**Written instruction**
Put every line of the listing below into a Markdown table with two columns, Index and Entry, where Index holds the row number and Entry holds the line. Skip blank lines and leave the pictures out.

════════════════

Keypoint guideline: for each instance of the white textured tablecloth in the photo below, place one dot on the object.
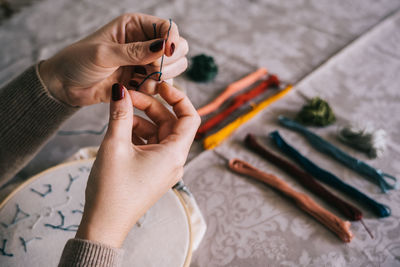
(348, 52)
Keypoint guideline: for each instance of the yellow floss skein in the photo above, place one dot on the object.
(215, 139)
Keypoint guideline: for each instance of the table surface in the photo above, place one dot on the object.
(347, 52)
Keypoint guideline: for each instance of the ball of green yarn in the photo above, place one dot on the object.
(202, 68)
(316, 113)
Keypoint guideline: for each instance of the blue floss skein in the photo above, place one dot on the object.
(324, 176)
(376, 175)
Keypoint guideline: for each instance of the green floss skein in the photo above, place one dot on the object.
(202, 68)
(316, 113)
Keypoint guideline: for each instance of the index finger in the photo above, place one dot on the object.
(188, 121)
(169, 31)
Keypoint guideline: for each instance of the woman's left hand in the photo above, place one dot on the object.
(123, 51)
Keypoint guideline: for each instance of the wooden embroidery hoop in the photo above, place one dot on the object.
(187, 257)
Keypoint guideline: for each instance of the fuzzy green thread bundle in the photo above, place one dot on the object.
(316, 113)
(202, 68)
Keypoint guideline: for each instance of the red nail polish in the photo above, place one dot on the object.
(140, 70)
(157, 46)
(134, 84)
(118, 92)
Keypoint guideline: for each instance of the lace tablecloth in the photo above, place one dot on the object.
(347, 52)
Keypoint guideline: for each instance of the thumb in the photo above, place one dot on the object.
(121, 114)
(137, 53)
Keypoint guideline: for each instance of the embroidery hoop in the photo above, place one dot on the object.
(172, 194)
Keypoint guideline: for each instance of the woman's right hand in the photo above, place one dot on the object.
(124, 51)
(138, 161)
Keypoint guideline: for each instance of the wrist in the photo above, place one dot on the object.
(101, 232)
(50, 81)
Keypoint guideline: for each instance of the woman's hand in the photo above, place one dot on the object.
(124, 49)
(138, 161)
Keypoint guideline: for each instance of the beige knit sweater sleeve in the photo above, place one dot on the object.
(29, 116)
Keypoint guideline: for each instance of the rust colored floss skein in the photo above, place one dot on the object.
(332, 222)
(351, 212)
(236, 103)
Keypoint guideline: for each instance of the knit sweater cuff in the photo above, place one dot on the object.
(80, 252)
(30, 115)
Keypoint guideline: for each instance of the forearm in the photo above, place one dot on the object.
(79, 252)
(29, 116)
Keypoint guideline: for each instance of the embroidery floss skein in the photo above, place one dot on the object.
(324, 176)
(364, 138)
(332, 222)
(376, 175)
(232, 89)
(202, 69)
(317, 112)
(243, 109)
(215, 139)
(352, 213)
(238, 101)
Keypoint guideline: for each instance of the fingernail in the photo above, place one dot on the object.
(140, 70)
(134, 84)
(118, 92)
(157, 46)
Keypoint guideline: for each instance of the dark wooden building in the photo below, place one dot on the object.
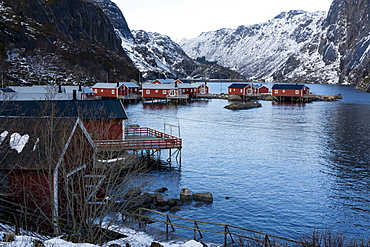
(46, 169)
(103, 119)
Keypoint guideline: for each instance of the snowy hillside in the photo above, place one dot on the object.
(156, 54)
(266, 50)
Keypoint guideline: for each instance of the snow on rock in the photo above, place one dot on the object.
(284, 48)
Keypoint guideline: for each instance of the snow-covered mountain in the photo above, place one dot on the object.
(296, 46)
(156, 55)
(267, 50)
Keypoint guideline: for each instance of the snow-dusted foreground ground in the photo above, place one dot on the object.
(134, 238)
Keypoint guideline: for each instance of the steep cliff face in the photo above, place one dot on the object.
(115, 16)
(156, 55)
(297, 46)
(258, 50)
(60, 40)
(349, 22)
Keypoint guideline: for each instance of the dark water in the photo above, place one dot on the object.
(288, 169)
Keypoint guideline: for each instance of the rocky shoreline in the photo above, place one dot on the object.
(135, 199)
(243, 106)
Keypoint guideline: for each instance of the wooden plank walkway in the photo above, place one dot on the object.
(142, 139)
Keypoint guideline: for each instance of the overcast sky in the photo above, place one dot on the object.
(189, 18)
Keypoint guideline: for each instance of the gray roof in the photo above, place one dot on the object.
(84, 109)
(45, 92)
(130, 84)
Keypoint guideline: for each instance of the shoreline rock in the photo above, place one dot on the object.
(243, 106)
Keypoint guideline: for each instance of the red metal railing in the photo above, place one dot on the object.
(142, 139)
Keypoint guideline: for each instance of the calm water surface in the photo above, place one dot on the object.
(288, 169)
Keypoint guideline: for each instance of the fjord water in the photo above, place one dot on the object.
(282, 169)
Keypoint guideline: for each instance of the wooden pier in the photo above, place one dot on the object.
(141, 139)
(145, 139)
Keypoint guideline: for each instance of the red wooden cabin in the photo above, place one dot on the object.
(242, 89)
(174, 90)
(107, 90)
(163, 81)
(46, 168)
(129, 89)
(261, 89)
(290, 90)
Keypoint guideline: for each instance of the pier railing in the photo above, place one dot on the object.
(142, 138)
(230, 234)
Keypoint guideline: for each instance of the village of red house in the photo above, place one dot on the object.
(95, 120)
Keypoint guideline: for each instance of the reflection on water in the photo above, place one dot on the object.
(286, 168)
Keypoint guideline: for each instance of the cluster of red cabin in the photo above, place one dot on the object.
(180, 89)
(85, 122)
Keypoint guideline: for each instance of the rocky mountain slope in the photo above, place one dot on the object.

════════════════

**The response**
| Index | Entry |
|---|---|
| 1 | Keypoint guideline: for each instance of the white textured tablecloth in the photo below, place one dot on the object. |
| 2 | (348, 52) |
| 3 | Keypoint guideline: for each instance of the yellow floss skein in the photo above, place one dot on the object. |
| 4 | (215, 139) |
| 5 | Keypoint guideline: for each instance of the table surface in the photo above, place one dot on the object. |
| 6 | (347, 52) |
| 7 | Keypoint guideline: for each instance of the ball of green yarn in the photo above, place one dot on the object. |
| 8 | (202, 68) |
| 9 | (316, 113) |
| 10 | Keypoint guideline: for each instance of the blue floss skein in the photo above, place one dot on the object. |
| 11 | (324, 176) |
| 12 | (376, 175) |
| 13 | Keypoint guideline: for each instance of the green floss skein in the photo above, place one dot on the object. |
| 14 | (202, 68) |
| 15 | (316, 113) |
| 16 | Keypoint guideline: for each instance of the index finger in the photo above, place one dot on the object. |
| 17 | (188, 121) |
| 18 | (169, 31) |
| 19 | Keypoint guideline: for each instance of the woman's left hand in the photo above, place one dot on the object. |
| 20 | (123, 51) |
| 21 | Keypoint guideline: for each instance of the wooden embroidery hoop in the photo above, place one dot on the object. |
| 22 | (187, 257) |
| 23 | Keypoint guideline: for each instance of the fuzzy green thread bundle in the photo above, place one dot on the object. |
| 24 | (316, 113) |
| 25 | (202, 68) |
| 26 | Keypoint guideline: for each instance of the red nail polish in the photo above, place one dot on the object. |
| 27 | (140, 70) |
| 28 | (157, 46) |
| 29 | (134, 84) |
| 30 | (118, 92) |
| 31 | Keypoint guideline: for each instance of the lace tablecloth in the photo above, place one dot on the object. |
| 32 | (347, 52) |
| 33 | Keypoint guideline: for each instance of the thumb in the photo above, place one dot on the object. |
| 34 | (121, 114) |
| 35 | (137, 53) |
| 36 | Keypoint guideline: for each instance of the embroidery hoop in the photo above, place one dot on the object. |
| 37 | (172, 194) |
| 38 | Keypoint guideline: for each instance of the woman's right hand in the photo above, place one dot on the object. |
| 39 | (124, 51) |
| 40 | (138, 161) |
| 41 | Keypoint guideline: for each instance of the wrist in the photo above, place one dot on the object. |
| 42 | (101, 232) |
| 43 | (50, 81) |
| 44 | Keypoint guideline: for each instance of the woman's hand in the photo above, place one dot on the object. |
| 45 | (124, 49) |
| 46 | (138, 161) |
| 47 | Keypoint guideline: for each instance of the beige knit sweater sleeve in the photo above, place one dot on the object. |
| 48 | (29, 116) |
| 49 | Keypoint guideline: for each instance of the rust colored floss skein in the photo above, place one dot on the object. |
| 50 | (332, 222) |
| 51 | (351, 212) |
| 52 | (236, 103) |
| 53 | Keypoint guideline: for each instance of the knit sweater cuff in the photo above, place one dot on the object. |
| 54 | (80, 252) |
| 55 | (30, 115) |
| 56 | Keypoint guideline: for each instance of the forearm in the photo above, place one dot on the object. |
| 57 | (79, 252) |
| 58 | (29, 116) |
| 59 | Keypoint guideline: for each instance of the embroidery floss skein in the photo above, place one dot on the object. |
| 60 | (324, 176) |
| 61 | (364, 138) |
| 62 | (332, 222) |
| 63 | (376, 175) |
| 64 | (232, 89) |
| 65 | (202, 69) |
| 66 | (317, 112) |
| 67 | (243, 109) |
| 68 | (215, 139) |
| 69 | (352, 213) |
| 70 | (238, 101) |
| 71 | Keypoint guideline: for each instance of the fingernail in the photo above, place one dot on the object. |
| 72 | (140, 70) |
| 73 | (134, 84) |
| 74 | (118, 92) |
| 75 | (157, 46) |
| 76 | Keypoint guideline: for each instance of the dark wooden building in the photo below, place one dot on the object. |
| 77 | (46, 169) |
| 78 | (103, 119) |
| 79 | Keypoint guideline: for each instance of the snowy hillside in the photo above, place one dot on the object. |
| 80 | (156, 54) |
| 81 | (266, 50) |
| 82 | Keypoint guideline: for each instance of the snow on rock in the photo above, place one dot on the object. |
| 83 | (284, 48) |
| 84 | Keypoint guideline: for each instance of the snow-covered mountain in the photo above, place one dot on the object. |
| 85 | (296, 46) |
| 86 | (156, 55) |
| 87 | (267, 50) |
| 88 | Keypoint guideline: for each instance of the snow-dusted foreground ground in the photo above, place one dot on the object. |
| 89 | (134, 238) |
| 90 | Keypoint guideline: for each instance of the steep cliff face in the photo above, place one dot on the object. |
| 91 | (115, 16) |
| 92 | (156, 55) |
| 93 | (297, 46) |
| 94 | (258, 50) |
| 95 | (60, 40) |
| 96 | (349, 22) |
| 97 | Keypoint guideline: for each instance of the dark water in the photo above, place one dot on the object. |
| 98 | (288, 169) |
| 99 | Keypoint guideline: for each instance of the rocky shoreline in the photo above, place one dot on the object. |
| 100 | (135, 199) |
| 101 | (243, 106) |
| 102 | Keypoint guideline: for each instance of the wooden plank walkway in the photo above, place one dot on the object. |
| 103 | (142, 139) |
| 104 | Keypoint guideline: for each instance of the overcast sky in the photo above, place one dot on the object. |
| 105 | (189, 18) |
| 106 | Keypoint guideline: for each instance of the gray roof in the photo above, place one dot on the object. |
| 107 | (84, 109) |
| 108 | (45, 92) |
| 109 | (130, 84) |
| 110 | Keypoint guideline: for each instance of the shoreline rock in the photo above, place one dot on the object. |
| 111 | (243, 106) |
| 112 | Keypoint guideline: for each instance of the red metal railing in the photo above, place one dot on the object. |
| 113 | (142, 139) |
| 114 | Keypoint guideline: for each instance of the calm water surface in the photo above, place one dot on the object. |
| 115 | (288, 169) |
| 116 | Keypoint guideline: for each instance of the fjord water in the photo above, place one dot on the object. |
| 117 | (282, 169) |
| 118 | Keypoint guideline: for each instance of the wooden pier in the photo above, place one dot on the object. |
| 119 | (141, 139) |
| 120 | (145, 139) |
| 121 | Keypoint guideline: for each instance of the red wooden cabin in the photo above, place one dot on the object. |
| 122 | (242, 89) |
| 123 | (174, 90) |
| 124 | (107, 90) |
| 125 | (163, 81) |
| 126 | (46, 168) |
| 127 | (129, 89) |
| 128 | (261, 89) |
| 129 | (290, 90) |
| 130 | Keypoint guideline: for each instance of the pier railing in the photo above, place one dot on the object. |
| 131 | (142, 138) |
| 132 | (230, 234) |
| 133 | Keypoint guideline: for each instance of the village of red house in the photo above, place one dot on the object. |
| 134 | (95, 120) |
| 135 | Keypoint guideline: for each instance of the reflection on water in the photo above, place one dot on the object. |
| 136 | (286, 168) |
| 137 | Keypoint guideline: for each instance of the cluster of red cabin in the photo above, place one dot on the object. |
| 138 | (180, 89) |
| 139 | (85, 122) |
| 140 | Keypoint guideline: for each instance of the rocky mountain slope in the photo above, place one dot on the object. |